▶ **SUPPLIED MATERIAL**:
BEGIN

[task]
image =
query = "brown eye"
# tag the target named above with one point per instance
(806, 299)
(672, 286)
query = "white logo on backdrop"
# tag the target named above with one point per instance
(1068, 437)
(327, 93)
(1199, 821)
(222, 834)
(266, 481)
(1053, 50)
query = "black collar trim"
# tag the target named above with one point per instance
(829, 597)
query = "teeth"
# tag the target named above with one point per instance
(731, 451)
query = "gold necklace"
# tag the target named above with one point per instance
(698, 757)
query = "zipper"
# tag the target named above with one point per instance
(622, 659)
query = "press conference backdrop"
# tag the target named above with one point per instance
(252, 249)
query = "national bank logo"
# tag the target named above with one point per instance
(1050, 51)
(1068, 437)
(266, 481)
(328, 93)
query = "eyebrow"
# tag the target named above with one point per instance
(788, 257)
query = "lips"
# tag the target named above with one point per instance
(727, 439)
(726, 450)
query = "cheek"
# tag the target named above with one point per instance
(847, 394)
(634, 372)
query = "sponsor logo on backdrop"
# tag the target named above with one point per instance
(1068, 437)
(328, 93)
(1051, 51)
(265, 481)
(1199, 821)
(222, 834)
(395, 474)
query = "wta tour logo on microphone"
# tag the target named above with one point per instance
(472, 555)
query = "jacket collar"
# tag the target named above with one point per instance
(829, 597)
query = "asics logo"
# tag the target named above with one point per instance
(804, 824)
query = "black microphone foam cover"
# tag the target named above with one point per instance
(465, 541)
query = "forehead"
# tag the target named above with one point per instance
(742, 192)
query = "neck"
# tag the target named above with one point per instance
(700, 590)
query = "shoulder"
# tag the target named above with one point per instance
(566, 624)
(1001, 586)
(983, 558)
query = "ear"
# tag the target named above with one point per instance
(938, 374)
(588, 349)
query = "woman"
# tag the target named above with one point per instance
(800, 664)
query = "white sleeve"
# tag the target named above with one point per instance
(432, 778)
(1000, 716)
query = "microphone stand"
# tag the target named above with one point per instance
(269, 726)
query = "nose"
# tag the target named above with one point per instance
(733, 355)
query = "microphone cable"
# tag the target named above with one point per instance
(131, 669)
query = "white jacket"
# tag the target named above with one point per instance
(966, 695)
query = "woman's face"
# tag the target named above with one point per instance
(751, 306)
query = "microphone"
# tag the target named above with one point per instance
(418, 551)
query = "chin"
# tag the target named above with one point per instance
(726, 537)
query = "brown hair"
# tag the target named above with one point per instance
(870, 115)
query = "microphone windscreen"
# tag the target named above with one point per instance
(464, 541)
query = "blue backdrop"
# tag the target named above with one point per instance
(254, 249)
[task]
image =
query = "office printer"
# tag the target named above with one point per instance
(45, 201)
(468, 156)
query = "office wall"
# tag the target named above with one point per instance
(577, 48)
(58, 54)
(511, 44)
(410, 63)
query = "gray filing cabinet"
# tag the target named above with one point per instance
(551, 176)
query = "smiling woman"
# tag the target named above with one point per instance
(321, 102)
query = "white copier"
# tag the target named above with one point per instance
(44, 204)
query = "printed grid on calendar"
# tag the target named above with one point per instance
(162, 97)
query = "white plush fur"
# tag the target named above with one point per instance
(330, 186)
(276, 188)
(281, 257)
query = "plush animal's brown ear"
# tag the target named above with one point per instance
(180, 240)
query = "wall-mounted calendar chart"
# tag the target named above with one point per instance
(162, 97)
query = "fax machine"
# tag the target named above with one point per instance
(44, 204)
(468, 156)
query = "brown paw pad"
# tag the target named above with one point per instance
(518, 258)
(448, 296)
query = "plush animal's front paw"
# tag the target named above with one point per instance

END

Write the entries out again, exactly and completely.

[task]
image =
query = "brown eye"
# tag the target named above with one point per instance
(806, 299)
(672, 286)
query = "white logo on backdrop"
# tag the target named above with one point per instance
(1068, 437)
(327, 93)
(1199, 821)
(222, 834)
(266, 481)
(1053, 50)
query = "black collar trim"
# tag the target named above with one point per instance
(829, 597)
query = "teeth"
# tag the target named above with one point per instance
(731, 451)
query = "gold necklace"
# tag the target named above with one point per instance
(698, 757)
query = "zipper"
# tag the target named above with one point per instance
(622, 659)
query = "press conference backdrop"
# tag the target named above with one point per instance
(252, 249)
query = "national bank logo"
# tag the target named above with one point per instance
(1050, 51)
(1068, 437)
(266, 481)
(328, 93)
query = "eyebrow"
# tag the target named above with one point per instance
(788, 257)
query = "lips"
# tag the target named above with one point per instance
(727, 439)
(726, 450)
query = "cheek"
# tag the target named above with one point per instance
(847, 394)
(634, 372)
query = "sponsor logo on backdrop"
# tag the target named above with one point per instance
(1068, 437)
(328, 93)
(1051, 51)
(265, 481)
(1199, 821)
(222, 834)
(395, 474)
query = "wta tour logo on microphone"
# tag the target named above with one point per instance
(472, 555)
query = "jacket collar"
# tag the target named above with one point per instance
(829, 597)
query = "asics logo"
# tag the target named above with one point per instance
(804, 824)
query = "black microphone foam cover"
# tag the target named above with one point per instance
(465, 541)
query = "forehead"
# tag the target named above with one point per instance
(742, 192)
query = "neck"
# tag the target named above with one point per instance
(700, 590)
query = "shoulder"
# tag the target named above with one point per instance
(566, 624)
(1001, 586)
(983, 558)
query = "ear"
# tag the target named above with one point per instance
(938, 374)
(588, 349)
query = "woman"
# tag the target named above with one point per instance
(800, 664)
query = "white sleeve"
# tag the target named above with one point per instance
(432, 778)
(1000, 716)
query = "microphone stand"
# tag the target named above with one point per instance
(269, 726)
query = "nose"
# tag the target named above with one point per instance
(733, 355)
query = "microphone cable"
# tag the target named above with one point per instance
(131, 669)
query = "white jacket"
# tag the target named above with one point per instance
(966, 695)
query = "woman's face"
# tag the target named above with one point per instance
(751, 306)
query = "microphone"
# tag the target named above with one point per instance
(418, 551)
query = "chin"
# tag the target named above with one point per instance
(726, 537)
query = "brown hair"
# tag the target named above with one point per instance
(870, 115)
query = "microphone windscreen"
# tag the target named above with one point per instance
(464, 541)
query = "blue backdrop"
# tag the target named above with one point per instance
(254, 249)
[task]
image =
query = "office printer"
# tag the target named above with one point per instance
(45, 201)
(468, 156)
query = "office wall"
# tag the target named above with one point per instance
(577, 48)
(58, 54)
(511, 44)
(410, 63)
query = "gray filing cabinet"
# tag the target named above with one point per instance
(551, 176)
query = "smiling woman"
# tag the target named above with one point per instance
(321, 102)
query = "white copier"
# tag the target named above with one point per instance
(44, 204)
query = "printed grid on calendar"
# tag the target named above with one point per instance
(162, 97)
query = "white plush fur"
# tag the target named above with one point per instance
(330, 186)
(276, 188)
(281, 257)
query = "plush animal's brown ear"
# tag the target named above with one point per instance
(180, 240)
query = "wall-mounted calendar chart"
# tag the target named above with one point per instance
(162, 97)
query = "fax machine"
# tag the target named above with one point per instance
(44, 204)
(468, 156)
query = "brown paw pad"
# tag the target named above with one point per instance
(518, 258)
(448, 296)
query = "plush animal's front paw"
# tag the target named above with one point per instance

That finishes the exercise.